------ Information supplied ------

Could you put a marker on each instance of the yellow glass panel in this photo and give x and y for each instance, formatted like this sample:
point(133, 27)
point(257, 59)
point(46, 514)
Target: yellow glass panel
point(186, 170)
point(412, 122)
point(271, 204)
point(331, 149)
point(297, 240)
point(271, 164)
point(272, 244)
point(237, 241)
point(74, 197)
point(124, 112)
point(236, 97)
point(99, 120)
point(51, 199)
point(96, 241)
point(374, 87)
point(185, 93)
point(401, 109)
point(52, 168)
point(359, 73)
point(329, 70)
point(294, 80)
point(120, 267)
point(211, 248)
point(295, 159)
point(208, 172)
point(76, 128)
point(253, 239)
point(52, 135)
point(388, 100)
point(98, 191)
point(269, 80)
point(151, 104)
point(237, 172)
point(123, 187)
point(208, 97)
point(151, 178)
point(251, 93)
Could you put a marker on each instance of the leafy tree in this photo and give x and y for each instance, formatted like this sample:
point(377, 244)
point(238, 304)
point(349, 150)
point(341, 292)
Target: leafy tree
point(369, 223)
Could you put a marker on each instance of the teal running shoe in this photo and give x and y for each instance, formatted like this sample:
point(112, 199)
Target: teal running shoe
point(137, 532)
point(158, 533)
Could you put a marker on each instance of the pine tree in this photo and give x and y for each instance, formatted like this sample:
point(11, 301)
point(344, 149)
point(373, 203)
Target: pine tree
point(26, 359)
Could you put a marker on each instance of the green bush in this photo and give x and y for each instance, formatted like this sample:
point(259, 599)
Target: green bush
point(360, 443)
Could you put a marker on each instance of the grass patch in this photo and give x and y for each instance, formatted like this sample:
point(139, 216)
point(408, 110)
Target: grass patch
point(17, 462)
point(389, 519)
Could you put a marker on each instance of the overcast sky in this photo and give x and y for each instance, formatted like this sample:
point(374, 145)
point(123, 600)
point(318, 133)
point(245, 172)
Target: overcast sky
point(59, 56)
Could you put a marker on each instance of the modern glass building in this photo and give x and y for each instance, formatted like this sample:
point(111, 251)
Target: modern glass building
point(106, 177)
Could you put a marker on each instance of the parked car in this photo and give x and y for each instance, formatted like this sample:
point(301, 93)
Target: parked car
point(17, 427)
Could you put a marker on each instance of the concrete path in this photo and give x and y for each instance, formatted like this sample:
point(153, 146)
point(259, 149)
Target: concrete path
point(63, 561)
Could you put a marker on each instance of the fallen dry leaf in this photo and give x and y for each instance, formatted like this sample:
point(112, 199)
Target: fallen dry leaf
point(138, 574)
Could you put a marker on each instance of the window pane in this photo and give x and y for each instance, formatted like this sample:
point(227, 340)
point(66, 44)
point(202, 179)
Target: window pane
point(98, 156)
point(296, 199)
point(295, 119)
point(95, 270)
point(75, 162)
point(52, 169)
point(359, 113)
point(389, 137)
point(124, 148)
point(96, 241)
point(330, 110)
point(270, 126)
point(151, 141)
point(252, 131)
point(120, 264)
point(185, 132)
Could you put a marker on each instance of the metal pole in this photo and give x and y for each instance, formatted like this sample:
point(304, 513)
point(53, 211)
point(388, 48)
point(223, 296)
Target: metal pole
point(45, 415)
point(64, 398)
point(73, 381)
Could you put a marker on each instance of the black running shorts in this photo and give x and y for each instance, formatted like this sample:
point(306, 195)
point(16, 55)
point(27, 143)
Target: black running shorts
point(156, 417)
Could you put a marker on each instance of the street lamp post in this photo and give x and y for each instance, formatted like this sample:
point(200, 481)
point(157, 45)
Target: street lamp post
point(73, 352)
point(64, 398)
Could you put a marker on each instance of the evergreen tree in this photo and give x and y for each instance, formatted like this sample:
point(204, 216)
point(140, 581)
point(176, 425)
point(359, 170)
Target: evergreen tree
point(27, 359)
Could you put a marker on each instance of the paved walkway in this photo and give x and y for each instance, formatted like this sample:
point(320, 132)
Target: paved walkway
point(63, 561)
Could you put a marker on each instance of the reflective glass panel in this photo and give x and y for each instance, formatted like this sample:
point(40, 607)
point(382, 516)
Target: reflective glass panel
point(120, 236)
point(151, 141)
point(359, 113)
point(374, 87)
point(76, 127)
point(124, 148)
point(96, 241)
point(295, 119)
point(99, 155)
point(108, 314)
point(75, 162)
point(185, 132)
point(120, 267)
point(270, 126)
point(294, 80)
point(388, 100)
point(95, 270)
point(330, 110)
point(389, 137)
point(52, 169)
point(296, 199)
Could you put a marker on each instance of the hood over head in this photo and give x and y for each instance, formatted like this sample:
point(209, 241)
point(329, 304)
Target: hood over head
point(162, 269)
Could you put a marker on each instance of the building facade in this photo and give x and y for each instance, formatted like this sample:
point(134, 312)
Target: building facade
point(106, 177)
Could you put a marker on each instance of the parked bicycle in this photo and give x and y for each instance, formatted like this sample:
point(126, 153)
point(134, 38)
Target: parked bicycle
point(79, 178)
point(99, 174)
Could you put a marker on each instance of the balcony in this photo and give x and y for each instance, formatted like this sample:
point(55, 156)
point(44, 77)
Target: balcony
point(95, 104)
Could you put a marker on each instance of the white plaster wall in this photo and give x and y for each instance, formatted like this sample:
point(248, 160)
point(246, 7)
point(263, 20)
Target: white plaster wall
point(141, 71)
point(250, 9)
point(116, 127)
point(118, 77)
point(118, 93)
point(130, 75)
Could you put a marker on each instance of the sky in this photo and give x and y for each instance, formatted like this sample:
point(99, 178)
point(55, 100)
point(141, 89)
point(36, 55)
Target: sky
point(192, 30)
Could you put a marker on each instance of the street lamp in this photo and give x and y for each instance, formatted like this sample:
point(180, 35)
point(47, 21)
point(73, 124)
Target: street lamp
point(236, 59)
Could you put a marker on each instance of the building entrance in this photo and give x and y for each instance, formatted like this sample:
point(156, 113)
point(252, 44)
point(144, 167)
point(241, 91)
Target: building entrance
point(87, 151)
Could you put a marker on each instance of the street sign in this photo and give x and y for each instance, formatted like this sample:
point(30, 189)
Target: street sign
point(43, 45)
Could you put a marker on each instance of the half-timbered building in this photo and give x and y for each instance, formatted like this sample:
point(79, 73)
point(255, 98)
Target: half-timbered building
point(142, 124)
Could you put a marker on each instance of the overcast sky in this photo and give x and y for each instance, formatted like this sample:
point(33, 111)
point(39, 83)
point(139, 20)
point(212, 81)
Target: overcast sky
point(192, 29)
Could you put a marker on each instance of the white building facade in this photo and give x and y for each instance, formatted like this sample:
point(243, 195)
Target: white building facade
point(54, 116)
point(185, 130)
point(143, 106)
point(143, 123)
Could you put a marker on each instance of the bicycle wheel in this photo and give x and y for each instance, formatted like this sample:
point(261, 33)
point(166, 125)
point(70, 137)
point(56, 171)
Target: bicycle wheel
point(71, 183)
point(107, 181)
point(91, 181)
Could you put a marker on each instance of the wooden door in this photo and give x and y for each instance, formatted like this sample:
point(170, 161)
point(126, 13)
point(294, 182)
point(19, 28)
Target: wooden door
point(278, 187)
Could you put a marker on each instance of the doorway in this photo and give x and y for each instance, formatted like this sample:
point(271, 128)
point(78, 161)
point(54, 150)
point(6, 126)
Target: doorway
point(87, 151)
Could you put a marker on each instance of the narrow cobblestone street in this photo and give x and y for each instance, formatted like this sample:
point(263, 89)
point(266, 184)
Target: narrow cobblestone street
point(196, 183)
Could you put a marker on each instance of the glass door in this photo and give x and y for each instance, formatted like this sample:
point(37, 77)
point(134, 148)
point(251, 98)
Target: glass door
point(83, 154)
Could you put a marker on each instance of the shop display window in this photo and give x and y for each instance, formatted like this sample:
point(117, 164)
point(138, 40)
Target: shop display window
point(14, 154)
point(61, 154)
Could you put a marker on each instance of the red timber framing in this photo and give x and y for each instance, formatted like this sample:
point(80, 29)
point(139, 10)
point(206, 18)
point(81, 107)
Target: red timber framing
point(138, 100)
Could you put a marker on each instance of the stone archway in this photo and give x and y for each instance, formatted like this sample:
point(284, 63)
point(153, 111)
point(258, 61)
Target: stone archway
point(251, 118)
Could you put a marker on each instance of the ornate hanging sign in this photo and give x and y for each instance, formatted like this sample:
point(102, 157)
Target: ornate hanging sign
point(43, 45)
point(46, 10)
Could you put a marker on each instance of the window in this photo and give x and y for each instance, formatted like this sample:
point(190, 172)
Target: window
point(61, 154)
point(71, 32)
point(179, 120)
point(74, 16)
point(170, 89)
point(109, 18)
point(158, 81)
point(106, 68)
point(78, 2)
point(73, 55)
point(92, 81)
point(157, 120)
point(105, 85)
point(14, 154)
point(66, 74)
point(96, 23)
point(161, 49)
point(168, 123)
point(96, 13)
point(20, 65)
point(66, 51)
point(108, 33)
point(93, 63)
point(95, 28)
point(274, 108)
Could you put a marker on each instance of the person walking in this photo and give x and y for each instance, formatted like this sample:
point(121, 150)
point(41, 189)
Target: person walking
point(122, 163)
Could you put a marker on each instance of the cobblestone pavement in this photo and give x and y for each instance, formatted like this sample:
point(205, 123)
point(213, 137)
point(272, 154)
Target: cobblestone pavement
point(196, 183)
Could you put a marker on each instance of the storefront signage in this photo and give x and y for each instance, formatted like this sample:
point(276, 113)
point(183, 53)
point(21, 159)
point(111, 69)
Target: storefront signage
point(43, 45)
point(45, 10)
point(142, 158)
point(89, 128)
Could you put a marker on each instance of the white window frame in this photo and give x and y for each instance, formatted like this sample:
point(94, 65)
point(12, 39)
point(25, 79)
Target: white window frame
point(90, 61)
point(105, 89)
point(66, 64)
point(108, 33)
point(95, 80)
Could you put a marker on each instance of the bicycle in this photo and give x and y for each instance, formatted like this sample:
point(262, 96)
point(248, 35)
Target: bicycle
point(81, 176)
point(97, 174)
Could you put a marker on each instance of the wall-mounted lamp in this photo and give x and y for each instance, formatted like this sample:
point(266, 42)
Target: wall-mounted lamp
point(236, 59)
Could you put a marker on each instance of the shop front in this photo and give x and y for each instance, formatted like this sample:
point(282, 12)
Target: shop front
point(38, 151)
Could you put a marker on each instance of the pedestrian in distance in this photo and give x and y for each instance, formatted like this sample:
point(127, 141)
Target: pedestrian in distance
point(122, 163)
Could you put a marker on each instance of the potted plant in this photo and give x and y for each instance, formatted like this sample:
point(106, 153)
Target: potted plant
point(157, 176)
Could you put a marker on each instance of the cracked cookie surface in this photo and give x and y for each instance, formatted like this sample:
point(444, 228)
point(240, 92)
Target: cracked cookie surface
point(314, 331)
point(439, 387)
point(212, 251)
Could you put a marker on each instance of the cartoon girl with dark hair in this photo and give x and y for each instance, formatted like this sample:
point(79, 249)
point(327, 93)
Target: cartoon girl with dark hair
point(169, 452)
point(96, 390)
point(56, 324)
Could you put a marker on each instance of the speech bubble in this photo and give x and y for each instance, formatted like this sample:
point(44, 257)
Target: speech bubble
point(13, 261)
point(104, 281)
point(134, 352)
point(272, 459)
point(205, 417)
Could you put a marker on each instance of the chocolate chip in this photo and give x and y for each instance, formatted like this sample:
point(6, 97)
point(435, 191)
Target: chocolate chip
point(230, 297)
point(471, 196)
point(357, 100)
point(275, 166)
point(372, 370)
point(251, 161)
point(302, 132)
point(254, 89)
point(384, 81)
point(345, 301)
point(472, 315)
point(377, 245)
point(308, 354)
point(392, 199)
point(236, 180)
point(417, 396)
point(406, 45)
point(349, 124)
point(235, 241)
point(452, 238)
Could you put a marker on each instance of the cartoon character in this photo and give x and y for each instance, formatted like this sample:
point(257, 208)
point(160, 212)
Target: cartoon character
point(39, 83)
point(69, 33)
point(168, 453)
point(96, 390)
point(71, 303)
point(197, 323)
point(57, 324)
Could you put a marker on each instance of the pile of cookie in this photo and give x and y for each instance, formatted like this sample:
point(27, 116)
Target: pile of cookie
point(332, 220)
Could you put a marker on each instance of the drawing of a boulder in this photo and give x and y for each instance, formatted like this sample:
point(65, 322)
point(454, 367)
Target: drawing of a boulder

------

Task:
The lines from the one containing "point(27, 116)" through the last line of the material above are to be copied exactly, both ends included.

Result for this task:
point(27, 116)
Target: pile of cookie
point(332, 220)
Could you put a marker on each instance of the drawing of a boulder in this photo and give x and y for each instance, formatted like this sample:
point(65, 322)
point(454, 367)
Target: drawing of a boulder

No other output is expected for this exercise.